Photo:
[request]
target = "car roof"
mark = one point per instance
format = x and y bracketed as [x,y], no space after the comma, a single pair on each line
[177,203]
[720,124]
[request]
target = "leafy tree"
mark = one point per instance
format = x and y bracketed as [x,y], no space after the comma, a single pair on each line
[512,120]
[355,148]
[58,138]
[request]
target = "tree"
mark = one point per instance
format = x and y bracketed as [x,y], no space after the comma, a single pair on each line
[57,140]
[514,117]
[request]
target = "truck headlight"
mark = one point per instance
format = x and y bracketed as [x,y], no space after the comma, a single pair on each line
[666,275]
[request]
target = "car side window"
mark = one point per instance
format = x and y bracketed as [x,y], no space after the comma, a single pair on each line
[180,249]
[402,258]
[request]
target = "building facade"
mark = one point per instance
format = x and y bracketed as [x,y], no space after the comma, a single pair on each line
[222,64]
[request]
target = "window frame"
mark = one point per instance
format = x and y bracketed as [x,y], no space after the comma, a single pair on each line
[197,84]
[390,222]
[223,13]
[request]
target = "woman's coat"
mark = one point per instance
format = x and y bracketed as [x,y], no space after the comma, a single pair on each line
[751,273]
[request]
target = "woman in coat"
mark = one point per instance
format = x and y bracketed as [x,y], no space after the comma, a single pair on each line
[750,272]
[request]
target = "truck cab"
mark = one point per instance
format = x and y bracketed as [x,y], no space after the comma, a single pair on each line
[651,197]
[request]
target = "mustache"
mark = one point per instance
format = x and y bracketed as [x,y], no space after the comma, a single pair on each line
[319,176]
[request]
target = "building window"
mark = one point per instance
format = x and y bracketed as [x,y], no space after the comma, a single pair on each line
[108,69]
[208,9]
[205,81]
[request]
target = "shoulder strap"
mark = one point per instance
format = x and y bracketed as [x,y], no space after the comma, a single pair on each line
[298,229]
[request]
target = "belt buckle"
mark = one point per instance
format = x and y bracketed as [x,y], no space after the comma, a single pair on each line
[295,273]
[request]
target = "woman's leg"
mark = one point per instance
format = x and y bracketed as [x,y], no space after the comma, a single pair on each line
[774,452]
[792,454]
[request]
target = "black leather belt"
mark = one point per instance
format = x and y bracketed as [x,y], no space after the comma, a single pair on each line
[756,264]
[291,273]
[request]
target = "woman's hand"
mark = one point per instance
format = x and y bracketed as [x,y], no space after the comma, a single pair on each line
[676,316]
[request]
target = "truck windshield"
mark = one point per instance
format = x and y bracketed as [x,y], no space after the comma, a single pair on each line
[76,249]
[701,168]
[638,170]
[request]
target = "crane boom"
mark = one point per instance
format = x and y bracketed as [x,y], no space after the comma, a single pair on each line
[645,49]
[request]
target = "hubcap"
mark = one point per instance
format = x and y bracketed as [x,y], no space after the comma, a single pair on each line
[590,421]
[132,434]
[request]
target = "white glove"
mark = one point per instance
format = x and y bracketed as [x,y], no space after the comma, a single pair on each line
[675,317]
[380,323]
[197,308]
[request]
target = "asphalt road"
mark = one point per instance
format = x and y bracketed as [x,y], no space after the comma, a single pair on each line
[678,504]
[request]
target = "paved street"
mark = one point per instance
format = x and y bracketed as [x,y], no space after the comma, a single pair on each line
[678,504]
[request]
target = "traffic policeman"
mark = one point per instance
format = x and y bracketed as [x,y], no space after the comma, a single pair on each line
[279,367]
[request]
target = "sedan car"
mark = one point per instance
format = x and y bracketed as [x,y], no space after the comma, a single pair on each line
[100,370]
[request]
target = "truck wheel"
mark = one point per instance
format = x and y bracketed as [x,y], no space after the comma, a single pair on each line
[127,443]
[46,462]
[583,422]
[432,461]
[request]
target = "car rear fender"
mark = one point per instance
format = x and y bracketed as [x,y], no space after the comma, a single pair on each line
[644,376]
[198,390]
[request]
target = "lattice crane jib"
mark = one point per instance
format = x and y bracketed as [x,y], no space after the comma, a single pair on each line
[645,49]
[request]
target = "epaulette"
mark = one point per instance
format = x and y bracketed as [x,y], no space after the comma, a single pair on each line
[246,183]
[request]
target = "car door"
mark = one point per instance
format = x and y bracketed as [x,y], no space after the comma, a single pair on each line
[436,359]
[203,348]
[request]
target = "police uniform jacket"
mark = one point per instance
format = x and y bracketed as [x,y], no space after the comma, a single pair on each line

## TASK OBJECTIVE
Transcribe every record above exactly as it appears.

## FINISHED TASK
Photo:
[request]
target = "car roof"
mark = one point per instance
format = x and y bracketed as [x,y], no space after the comma, a single pair on each line
[177,203]
[720,124]
[request]
target = "leafy tree"
mark = one point per instance
format = x and y bracketed as [x,y], no space after the comma, a single pair on each line
[512,120]
[355,148]
[58,138]
[request]
target = "tree"
mark = one point per instance
format = x and y bracketed as [x,y], no space after the comma, a single pair on each line
[57,140]
[514,117]
[request]
target = "truck headlight"
mark = one point per instance
format = x and y bracketed as [x,y], no space after the comma, a single pair on each line
[666,275]
[request]
target = "car side window"
mark = one point per instance
format = x and y bracketed as [x,y], no space after the comma, a single pair on each line
[180,249]
[402,258]
[request]
target = "building facade"
mark = one point per instance
format = x and y bracketed as [x,y], no space after the comma, a single pair on each line
[222,64]
[request]
target = "window frame"
mark = one point per instance
format = x and y bracketed as [x,y], no space after the comma, a single pair on each line
[197,84]
[390,222]
[223,13]
[request]
target = "woman's coat"
mark = one point per instance
format = x and y bracketed as [x,y], no space after the comma, a single pair on each line
[751,273]
[request]
target = "woman in coat"
mark = one point per instance
format = x and y bracketed as [x,y], no space after the comma, a single pair on each line
[750,272]
[request]
target = "truck cab"
mark = one point per instance
format = x and y bracketed as [x,y], no space after the comma, a single pair on each line
[651,197]
[request]
target = "mustache"
mark = one point per instance
format = x and y bracketed as [x,y], no space after the comma, a single pair on each line
[319,176]
[request]
target = "building window"
mark = one point per instance
format = x and y bracketed as [x,y], no space after the comma, a single pair on each line
[108,69]
[208,9]
[205,81]
[request]
target = "shoulder strap"
mark = one point per instance
format = x and y bracketed as [x,y], no space after the comma, a single pair on each line
[298,229]
[request]
target = "belt buckle"
mark = one point per instance
format = x and y bracketed as [x,y], no space after the comma, a single pair on each line
[295,273]
[request]
target = "woman's leg"
mark = one point per instance
format = x and y bracketed as [x,y], no space after the comma, a single pair on each line
[774,452]
[792,454]
[request]
target = "black leather belt"
mark = one point per instance
format = x and y bracketed as [x,y], no space after the comma, a single pair on each line
[756,264]
[291,273]
[request]
target = "woman's hand"
mark = one point per instance
format = x and y bracketed as [x,y], no space after the comma, a single pair on each line
[676,316]
[request]
target = "truck windshield"
mark = one point per instance
format = x and y bracketed as [x,y], no space after the comma, a single pair on each line
[76,249]
[701,168]
[638,170]
[request]
target = "crane boom"
mark = one point per instance
format = x and y bracketed as [x,y], no space after the comma, a single pair on each line
[645,49]
[request]
target = "hubcap"
mark = one point per instance
format = x and y bracketed as [x,y], no space after the comma, a single pair on each line
[590,421]
[132,434]
[request]
target = "white glove"
mark = one point per instance
format = x and y bracketed as [x,y], no space after the comma, a single pair on each line
[675,317]
[380,323]
[197,308]
[request]
target = "asphalt road"
mark = one point per instance
format = x and y bracketed as [x,y], no space after the comma, a single pair on each line
[678,504]
[request]
target = "paved street"
mark = one point per instance
format = x and y bracketed as [x,y], no space after the comma, a single pair on each line
[678,504]
[request]
target = "traffic policeman"
mark = one point per instance
format = x and y bracketed as [x,y], no space after the comma, a single pair on each line
[279,367]
[request]
target = "sedan car"
mark = one point per instance
format = x and y bracketed as [x,y], no space after the comma, a single pair on each line
[100,370]
[request]
target = "truck wheel"
mark = one point per instance
format = x and y bracketed as [x,y], no space after the comma, a single pair on each line
[127,443]
[46,462]
[583,422]
[432,461]
[request]
target = "car rear fender"
mark = one point per instance
format = x and y bracketed as [x,y], no space after the comma, a single pair on each line
[644,376]
[198,390]
[request]
target = "lattice crane jib"
mark = one point per instance
format = x and y bracketed as [x,y], no space after the comma, a single pair on each line
[645,49]
[request]
target = "epaulette"
mark = one point per instance
format = x and y bracketed as [x,y], no space after the comma, a single pair on each line
[246,183]
[request]
target = "car door"
mark = one point per instance
format = x and y bracketed as [x,y], no space after the comma, a single pair on each line
[436,359]
[203,348]
[request]
target = "police uniform jacket"
mark = one point per instance
format = x and y bracketed as [x,y], no space after the comma, a single pair on each line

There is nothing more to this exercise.